- _Stated problem_
Please recast the listing below as a numbered list, leaving out blank lines and the pictures.

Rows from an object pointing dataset
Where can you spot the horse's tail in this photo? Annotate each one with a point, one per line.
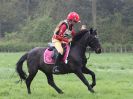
(19, 65)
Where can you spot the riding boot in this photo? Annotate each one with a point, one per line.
(58, 59)
(57, 62)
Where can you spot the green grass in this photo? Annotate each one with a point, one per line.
(114, 73)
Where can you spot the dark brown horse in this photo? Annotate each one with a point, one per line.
(76, 61)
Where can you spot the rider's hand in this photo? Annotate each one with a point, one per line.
(83, 27)
(70, 39)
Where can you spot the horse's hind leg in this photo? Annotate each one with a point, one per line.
(32, 73)
(51, 83)
(88, 71)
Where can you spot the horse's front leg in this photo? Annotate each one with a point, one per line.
(88, 71)
(83, 79)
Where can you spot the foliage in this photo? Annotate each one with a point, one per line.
(34, 21)
(113, 73)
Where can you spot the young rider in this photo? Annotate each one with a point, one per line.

- _Written answer_
1. Where can you spot the horse's tail in this photo? Annotate each one with a point, one per line.
2. (19, 65)
3. Where can you spot the riding boot in this photo? Annotate each one with a point, one per line.
4. (58, 59)
5. (57, 62)
6. Where can you spot the green grass in this photo? Annotate each one with a point, one per line.
7. (114, 73)
8. Where can you spot the dark brown horse in this photo? Annotate each one with a point, one per line.
9. (76, 61)
10. Where can you spot the rider's hand in this photo? Annotate each one with a point, one per line.
11. (83, 27)
12. (70, 39)
13. Where can you spot the horse's hind leg in this photo? Annotate each one with a point, one per line.
14. (32, 73)
15. (51, 83)
16. (88, 71)
17. Where can you spot the horse's front leg in this photo? Annotate each one with a point, one per line.
18. (88, 71)
19. (83, 79)
20. Where can you spot the foliage in this photo? Annotate each one with a point, one per line.
21. (34, 21)
22. (113, 73)
23. Where can you spot the young rider in this photo? Annotate each one with a point, one per line.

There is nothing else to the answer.